The Great Pause Week 99: Hamster Wheel Futures
Cultural inertia is what binds us to outdated memes.
A few years ago Rob Hopkins, best known for his work in creating the post-apocalyptic Transition Network, came out with a book, From What Is to What If, lamenting our collective failure of imagination. Why, he asked, have we been so reluctant to break free of millennial memes of hierarchical, hostile, unsustainably extractive and self-destructive social patterns? Why could we not simply imagine something better and then do it? He decided that it was a failure of imagination more than other barriers, and that imagination was like a muscle that either you exercise or it atrophies. As a global culture we tend to relegate creative imagining to the artistic periphery.
From What Is to What If (Audiobook) - Chelsea Green Publishing
More Reviews and Praise "Day after day, week after week, the climate is changing and biodiversity is fading away.
“Reproductive futurity” is how Alex Cuicho described the rut that our mainstream finds itself in.
Under reproductive futurity, we are collectively biased towards non-disruptive and incremental change, and against the radical, queer, or truly revolutionary that threatens the so-called “natural order” of biological sex, family values, and economic growth. So-called realism has trapped us in an interminable present, where even the most daring innovations fail to envision a better and more equitable world — and in fact depend on the failure of our imagination for their successes….
He cites the Amazon business model that optimizes customer experience at the expense of employee welfare or the trials and tribulations of tech pioneers like Elon Musk who try to push the boundaries only to discover that boundaries push back.
In psychology this is called normalcy bias. To some extent it involves optimism bias and mind-over-reality denialism, but as we progress into the Anthropocene more of us will see, and sooner or later have to acknowledge, the likelihood of a very different future. Wildfires, floods, hurricanes and plagues will dim our utopian hopes. The inertia of normalcy will be broken. A new stable paradigm will need to emerge.

Record extracts:
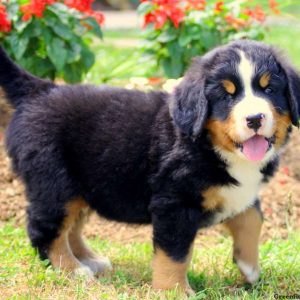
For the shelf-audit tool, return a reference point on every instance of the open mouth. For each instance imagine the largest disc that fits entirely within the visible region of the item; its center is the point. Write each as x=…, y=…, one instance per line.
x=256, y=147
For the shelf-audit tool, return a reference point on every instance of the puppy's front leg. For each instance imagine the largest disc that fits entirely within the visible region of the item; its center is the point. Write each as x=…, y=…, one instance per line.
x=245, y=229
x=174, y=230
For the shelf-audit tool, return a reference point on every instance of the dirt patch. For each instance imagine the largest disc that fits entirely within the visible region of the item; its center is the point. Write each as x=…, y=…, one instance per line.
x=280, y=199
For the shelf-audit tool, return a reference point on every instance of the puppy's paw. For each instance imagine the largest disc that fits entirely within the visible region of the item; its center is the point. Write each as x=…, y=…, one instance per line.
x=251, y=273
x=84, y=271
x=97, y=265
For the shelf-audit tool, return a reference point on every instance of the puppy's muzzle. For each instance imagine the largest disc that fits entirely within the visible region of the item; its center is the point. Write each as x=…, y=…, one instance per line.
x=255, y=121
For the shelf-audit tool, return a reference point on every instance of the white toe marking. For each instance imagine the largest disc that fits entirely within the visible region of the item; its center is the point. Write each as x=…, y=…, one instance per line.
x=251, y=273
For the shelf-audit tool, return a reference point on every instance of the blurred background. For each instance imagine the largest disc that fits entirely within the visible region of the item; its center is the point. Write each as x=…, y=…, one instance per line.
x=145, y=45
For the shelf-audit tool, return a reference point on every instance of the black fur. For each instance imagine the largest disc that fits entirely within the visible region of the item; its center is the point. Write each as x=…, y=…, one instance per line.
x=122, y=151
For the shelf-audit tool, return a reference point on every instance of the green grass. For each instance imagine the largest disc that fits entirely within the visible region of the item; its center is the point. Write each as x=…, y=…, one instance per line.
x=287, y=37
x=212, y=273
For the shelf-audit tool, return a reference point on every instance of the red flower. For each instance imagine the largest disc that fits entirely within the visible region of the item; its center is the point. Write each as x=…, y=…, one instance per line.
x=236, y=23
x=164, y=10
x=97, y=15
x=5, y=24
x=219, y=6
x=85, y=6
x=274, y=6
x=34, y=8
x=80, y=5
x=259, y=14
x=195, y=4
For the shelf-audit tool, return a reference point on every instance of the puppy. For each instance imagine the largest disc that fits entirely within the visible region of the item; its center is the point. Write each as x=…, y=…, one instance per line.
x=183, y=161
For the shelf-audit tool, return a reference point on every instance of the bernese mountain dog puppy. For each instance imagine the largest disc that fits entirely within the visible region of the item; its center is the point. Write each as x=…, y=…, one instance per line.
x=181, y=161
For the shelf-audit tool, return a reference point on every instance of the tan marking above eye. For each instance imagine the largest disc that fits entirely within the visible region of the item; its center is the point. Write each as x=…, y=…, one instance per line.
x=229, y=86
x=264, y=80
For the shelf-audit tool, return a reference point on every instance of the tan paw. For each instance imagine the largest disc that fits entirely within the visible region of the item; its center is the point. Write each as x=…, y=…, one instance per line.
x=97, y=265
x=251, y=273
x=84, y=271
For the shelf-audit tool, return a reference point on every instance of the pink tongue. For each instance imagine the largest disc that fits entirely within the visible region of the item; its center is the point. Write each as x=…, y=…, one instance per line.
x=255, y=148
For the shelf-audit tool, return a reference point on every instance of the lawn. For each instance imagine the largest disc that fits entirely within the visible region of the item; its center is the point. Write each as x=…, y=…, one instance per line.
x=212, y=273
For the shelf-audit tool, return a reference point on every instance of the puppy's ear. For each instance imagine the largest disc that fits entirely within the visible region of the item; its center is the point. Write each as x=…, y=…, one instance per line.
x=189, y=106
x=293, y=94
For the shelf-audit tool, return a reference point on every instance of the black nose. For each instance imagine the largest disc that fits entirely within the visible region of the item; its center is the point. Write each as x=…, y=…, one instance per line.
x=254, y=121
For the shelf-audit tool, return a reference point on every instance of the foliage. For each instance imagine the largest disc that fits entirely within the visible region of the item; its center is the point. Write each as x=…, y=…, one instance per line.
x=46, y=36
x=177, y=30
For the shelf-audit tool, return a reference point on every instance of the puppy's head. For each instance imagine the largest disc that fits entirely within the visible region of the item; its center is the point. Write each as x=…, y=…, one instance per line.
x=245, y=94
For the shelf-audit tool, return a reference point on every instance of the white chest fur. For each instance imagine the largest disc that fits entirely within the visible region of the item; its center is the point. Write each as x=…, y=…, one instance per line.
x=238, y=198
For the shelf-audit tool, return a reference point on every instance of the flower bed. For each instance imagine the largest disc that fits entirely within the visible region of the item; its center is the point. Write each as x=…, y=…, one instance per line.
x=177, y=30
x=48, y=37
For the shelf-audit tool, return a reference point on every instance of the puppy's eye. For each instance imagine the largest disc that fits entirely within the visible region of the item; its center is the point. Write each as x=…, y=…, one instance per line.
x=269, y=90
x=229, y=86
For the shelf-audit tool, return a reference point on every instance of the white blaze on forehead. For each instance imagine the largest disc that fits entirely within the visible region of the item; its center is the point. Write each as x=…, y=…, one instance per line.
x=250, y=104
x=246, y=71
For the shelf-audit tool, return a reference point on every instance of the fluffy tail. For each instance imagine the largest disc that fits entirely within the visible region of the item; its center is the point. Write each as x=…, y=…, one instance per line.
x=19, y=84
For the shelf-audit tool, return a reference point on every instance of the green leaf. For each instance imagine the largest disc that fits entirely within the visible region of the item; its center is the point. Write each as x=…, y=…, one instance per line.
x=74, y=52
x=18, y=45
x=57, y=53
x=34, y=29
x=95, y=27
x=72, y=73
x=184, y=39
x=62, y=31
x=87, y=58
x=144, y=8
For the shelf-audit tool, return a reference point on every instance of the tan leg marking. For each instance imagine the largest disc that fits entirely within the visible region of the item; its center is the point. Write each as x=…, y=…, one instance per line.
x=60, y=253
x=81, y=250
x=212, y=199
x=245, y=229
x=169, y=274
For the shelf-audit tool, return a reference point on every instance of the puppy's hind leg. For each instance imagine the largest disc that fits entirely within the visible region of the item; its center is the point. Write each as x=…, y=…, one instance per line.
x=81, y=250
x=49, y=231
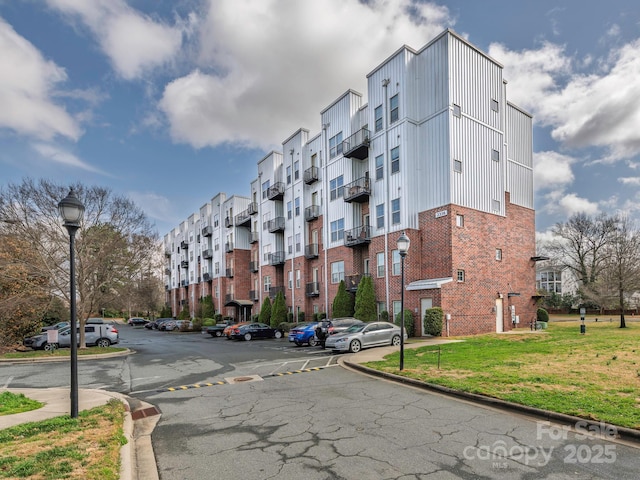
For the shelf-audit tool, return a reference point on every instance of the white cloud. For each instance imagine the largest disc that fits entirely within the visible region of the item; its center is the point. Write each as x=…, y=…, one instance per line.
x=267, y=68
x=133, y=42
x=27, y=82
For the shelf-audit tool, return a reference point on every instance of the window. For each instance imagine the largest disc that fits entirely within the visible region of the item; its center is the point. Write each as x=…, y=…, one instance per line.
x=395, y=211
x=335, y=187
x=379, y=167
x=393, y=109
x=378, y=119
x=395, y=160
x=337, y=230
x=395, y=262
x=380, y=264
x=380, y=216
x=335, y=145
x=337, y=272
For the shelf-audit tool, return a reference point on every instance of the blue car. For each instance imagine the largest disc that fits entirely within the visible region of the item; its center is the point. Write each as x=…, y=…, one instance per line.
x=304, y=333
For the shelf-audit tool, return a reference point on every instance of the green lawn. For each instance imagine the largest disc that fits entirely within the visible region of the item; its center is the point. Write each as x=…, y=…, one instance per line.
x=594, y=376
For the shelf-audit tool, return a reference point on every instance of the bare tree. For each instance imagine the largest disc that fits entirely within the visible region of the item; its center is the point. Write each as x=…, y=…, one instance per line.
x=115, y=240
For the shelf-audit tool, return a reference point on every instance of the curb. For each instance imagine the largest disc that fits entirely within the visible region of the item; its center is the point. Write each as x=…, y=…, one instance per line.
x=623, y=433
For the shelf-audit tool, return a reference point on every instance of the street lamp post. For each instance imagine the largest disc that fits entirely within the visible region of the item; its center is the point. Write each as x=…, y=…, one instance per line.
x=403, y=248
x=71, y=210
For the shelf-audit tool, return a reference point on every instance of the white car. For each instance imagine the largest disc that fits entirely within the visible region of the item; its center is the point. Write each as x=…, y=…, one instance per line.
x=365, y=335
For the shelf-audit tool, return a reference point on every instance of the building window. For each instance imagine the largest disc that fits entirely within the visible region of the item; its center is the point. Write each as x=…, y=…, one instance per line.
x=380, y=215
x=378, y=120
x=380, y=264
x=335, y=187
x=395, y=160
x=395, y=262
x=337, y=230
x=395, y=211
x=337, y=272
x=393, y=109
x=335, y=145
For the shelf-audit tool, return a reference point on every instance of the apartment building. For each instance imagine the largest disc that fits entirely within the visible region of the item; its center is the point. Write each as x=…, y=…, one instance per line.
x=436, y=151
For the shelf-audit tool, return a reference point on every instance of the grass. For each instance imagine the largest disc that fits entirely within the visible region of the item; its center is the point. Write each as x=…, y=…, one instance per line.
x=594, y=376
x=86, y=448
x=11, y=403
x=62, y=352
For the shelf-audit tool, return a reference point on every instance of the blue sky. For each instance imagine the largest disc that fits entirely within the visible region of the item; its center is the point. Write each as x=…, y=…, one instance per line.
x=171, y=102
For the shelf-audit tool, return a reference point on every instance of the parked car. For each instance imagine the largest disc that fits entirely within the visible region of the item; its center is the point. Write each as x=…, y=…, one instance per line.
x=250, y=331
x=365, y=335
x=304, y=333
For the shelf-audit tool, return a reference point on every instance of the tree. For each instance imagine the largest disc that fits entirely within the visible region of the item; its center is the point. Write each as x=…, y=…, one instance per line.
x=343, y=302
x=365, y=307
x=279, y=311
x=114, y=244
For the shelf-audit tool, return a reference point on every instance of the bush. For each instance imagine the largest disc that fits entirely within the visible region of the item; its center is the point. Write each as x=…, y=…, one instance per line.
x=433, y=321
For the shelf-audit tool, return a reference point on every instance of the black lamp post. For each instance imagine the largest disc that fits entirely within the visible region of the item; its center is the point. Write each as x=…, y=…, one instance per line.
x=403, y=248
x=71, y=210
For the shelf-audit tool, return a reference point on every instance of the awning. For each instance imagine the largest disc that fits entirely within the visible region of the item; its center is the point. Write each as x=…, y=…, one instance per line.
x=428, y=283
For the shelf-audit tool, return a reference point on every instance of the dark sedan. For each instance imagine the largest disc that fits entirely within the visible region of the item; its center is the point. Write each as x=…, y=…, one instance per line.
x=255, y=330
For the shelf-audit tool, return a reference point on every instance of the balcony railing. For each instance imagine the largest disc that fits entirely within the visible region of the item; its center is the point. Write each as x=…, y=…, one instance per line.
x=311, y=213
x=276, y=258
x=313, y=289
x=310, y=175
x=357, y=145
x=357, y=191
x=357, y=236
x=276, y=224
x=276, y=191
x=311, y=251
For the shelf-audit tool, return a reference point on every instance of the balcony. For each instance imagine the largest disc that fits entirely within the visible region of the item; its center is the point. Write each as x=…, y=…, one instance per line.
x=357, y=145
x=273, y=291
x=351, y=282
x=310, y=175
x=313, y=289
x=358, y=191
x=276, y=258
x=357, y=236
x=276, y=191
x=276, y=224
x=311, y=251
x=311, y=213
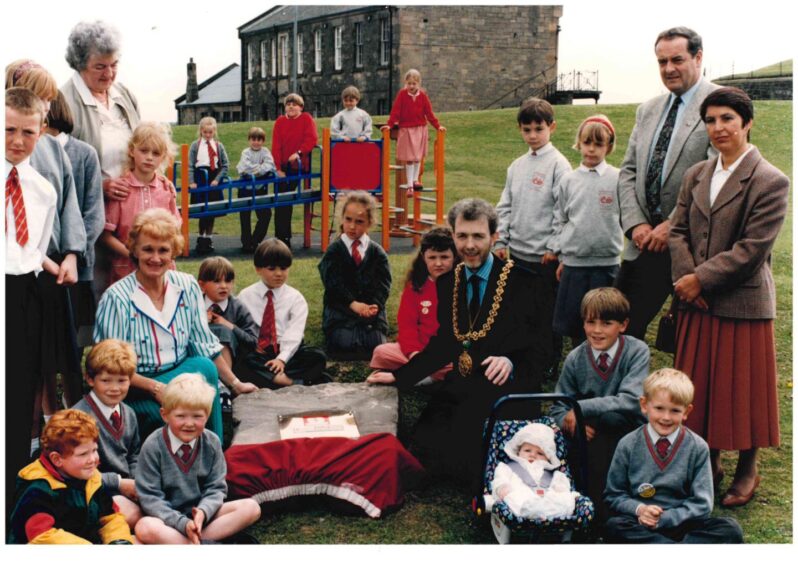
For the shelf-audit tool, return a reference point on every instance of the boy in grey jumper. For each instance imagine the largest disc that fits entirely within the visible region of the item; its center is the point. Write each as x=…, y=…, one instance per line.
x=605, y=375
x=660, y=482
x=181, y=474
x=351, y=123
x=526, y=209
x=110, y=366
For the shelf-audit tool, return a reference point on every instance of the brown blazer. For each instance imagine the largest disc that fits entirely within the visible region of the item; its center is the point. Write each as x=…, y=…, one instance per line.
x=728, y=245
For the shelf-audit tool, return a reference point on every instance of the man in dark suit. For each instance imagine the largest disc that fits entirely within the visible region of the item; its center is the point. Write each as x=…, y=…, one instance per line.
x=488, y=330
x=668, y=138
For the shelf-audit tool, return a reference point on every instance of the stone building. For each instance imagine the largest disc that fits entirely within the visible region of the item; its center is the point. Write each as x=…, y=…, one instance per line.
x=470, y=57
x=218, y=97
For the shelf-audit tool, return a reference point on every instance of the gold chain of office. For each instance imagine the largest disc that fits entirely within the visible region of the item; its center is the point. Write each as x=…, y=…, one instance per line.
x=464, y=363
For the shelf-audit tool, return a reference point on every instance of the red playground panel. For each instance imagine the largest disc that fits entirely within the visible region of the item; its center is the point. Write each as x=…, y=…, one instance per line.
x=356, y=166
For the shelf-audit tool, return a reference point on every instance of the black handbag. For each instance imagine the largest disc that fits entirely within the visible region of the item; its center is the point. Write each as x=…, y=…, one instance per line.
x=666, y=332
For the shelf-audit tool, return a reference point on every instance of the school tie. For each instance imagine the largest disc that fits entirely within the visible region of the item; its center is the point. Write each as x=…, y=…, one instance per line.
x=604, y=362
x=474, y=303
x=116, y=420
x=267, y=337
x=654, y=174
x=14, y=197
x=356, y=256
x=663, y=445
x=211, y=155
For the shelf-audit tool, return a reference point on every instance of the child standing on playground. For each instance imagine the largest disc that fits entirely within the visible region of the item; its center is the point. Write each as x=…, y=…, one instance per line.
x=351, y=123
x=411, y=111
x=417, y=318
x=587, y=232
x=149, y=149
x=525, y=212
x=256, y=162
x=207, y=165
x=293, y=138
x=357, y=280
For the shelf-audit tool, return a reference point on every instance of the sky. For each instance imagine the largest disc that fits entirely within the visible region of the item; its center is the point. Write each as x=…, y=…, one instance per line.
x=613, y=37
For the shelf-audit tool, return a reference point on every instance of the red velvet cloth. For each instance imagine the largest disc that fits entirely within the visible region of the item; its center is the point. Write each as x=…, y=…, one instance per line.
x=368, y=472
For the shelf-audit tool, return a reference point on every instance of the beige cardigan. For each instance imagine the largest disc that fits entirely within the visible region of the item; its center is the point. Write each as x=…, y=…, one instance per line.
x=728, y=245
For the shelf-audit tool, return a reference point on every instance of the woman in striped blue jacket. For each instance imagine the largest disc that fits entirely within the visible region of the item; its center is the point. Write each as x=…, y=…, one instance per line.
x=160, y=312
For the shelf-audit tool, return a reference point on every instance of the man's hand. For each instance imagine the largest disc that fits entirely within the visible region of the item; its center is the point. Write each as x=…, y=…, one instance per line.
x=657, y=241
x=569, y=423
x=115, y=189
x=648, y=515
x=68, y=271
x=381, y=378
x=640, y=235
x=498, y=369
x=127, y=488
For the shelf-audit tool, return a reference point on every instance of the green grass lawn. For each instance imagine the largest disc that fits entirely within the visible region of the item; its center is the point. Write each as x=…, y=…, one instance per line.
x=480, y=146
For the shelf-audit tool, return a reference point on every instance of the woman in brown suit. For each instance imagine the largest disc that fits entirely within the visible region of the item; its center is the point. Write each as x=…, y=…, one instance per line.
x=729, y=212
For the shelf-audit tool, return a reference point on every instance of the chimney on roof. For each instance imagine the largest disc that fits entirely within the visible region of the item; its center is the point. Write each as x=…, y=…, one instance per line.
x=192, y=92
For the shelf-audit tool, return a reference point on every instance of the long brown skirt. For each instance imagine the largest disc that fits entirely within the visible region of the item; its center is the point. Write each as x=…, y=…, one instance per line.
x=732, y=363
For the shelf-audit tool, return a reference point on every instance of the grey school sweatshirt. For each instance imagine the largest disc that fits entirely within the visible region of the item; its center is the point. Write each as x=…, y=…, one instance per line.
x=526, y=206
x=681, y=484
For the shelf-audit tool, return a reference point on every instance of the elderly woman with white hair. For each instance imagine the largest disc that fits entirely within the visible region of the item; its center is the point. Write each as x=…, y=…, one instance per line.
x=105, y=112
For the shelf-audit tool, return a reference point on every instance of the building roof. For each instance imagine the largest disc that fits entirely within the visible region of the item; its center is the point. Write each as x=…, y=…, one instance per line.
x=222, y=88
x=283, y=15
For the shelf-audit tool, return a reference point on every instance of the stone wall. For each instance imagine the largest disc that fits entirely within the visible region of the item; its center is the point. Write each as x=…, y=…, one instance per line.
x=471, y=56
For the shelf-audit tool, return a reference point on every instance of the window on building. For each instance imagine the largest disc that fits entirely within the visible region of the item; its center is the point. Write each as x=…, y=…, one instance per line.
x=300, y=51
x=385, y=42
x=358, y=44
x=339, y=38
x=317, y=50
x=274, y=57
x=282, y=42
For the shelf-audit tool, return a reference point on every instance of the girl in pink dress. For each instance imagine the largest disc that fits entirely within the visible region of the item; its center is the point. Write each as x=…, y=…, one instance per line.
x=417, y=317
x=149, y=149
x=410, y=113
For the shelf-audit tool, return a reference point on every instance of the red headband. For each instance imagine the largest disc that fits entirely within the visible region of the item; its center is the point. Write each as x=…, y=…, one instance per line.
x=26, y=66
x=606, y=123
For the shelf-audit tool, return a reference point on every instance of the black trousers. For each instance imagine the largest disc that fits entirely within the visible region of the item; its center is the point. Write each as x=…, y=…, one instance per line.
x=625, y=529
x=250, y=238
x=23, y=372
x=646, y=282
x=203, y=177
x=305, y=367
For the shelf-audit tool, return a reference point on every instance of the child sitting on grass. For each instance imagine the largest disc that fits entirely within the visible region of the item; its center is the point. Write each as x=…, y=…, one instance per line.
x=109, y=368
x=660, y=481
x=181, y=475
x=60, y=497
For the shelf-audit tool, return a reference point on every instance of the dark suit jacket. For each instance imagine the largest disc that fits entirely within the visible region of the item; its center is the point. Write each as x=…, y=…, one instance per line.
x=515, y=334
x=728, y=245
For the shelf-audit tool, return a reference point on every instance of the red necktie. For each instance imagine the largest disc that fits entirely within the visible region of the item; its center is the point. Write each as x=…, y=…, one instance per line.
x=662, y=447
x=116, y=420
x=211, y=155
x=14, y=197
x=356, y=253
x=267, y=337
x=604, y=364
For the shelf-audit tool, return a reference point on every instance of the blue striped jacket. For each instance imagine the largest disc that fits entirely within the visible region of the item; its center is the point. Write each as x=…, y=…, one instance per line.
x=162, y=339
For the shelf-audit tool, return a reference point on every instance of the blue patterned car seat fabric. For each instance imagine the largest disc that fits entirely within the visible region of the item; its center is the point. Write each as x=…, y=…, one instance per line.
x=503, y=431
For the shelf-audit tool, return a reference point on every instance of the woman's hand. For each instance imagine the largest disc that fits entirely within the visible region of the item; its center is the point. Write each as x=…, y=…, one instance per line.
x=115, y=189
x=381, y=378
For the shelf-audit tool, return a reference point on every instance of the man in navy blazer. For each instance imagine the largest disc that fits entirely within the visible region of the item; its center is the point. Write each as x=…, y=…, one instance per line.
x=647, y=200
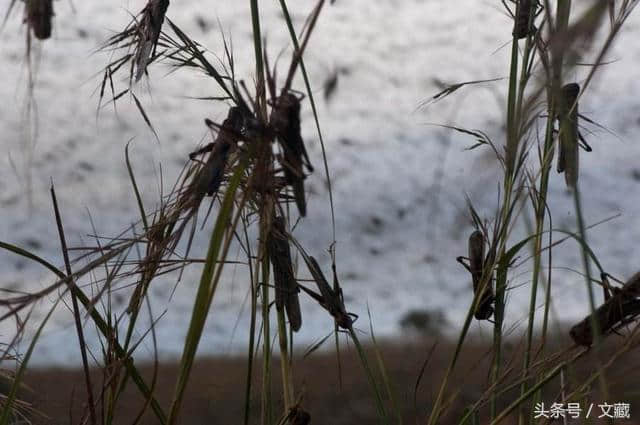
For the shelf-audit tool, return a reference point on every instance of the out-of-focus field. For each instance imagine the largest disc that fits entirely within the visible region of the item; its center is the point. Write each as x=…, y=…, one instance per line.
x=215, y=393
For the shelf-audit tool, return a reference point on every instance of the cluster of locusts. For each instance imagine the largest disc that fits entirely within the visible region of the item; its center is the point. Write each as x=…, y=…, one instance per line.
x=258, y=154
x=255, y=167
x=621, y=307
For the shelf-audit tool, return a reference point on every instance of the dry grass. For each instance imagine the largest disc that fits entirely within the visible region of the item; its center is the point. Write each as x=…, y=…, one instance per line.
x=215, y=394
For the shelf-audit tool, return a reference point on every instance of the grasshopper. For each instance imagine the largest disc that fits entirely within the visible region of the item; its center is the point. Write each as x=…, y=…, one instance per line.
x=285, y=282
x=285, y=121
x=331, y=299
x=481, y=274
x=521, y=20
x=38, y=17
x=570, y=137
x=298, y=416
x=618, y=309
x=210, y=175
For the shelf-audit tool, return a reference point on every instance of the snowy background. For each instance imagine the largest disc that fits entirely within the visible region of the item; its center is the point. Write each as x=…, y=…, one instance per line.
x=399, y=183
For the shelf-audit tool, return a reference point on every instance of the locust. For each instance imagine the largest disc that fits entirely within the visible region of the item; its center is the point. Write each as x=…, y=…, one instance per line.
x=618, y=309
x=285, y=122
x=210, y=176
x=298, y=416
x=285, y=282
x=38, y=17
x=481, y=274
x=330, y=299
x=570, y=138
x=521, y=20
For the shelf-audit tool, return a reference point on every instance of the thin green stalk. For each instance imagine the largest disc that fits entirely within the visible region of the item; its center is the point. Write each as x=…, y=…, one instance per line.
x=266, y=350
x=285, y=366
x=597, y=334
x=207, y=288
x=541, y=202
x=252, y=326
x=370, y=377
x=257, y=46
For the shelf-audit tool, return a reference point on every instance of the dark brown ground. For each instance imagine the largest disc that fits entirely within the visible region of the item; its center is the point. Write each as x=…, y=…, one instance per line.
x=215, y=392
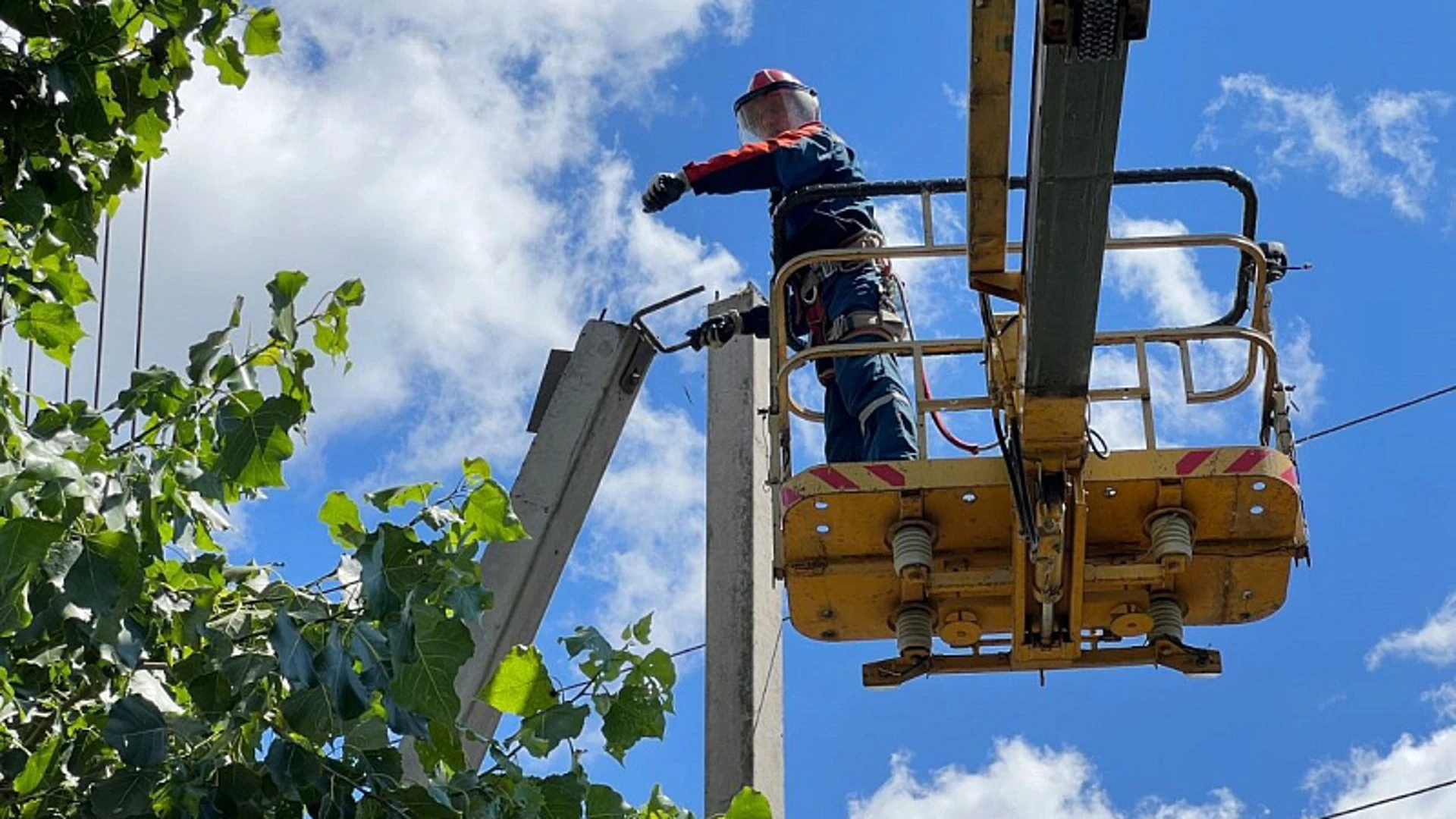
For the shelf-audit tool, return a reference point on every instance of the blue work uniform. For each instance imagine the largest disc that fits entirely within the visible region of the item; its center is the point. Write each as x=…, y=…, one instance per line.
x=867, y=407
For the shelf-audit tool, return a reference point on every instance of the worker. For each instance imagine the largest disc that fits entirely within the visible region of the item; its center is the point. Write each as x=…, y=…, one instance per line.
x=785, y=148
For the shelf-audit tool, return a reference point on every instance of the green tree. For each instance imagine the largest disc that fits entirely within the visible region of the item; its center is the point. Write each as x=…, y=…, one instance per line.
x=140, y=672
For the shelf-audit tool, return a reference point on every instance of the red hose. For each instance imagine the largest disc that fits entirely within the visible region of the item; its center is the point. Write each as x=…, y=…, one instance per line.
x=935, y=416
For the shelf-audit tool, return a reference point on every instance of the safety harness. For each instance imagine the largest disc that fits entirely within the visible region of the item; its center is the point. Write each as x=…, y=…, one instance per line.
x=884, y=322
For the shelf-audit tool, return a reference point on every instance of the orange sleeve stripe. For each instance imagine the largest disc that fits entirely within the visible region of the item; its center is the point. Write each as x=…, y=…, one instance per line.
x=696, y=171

Work required:
Decide whether each statement below agrees with the Hamster Wheel Futures text above, answering yes or no and quoting the words of the text that decide it.
1. Hopkins concluded that a failure of imagination mattered more than other barriers.
2. Alex Cuicho called the mainstream's rut "normalcy bias."
3. Under reproductive futurity, people are collectively biased toward incremental change.

Written answer:
1. Yes: "He decided that it was a failure of imagination more than other barriers"
2. No: "“Reproductive futurity” is how Alex Cuicho described the rut that our mainstream finds itself in."
3. Yes: "Under reproductive futurity, we are collectively biased towards non-disruptive and incremental change"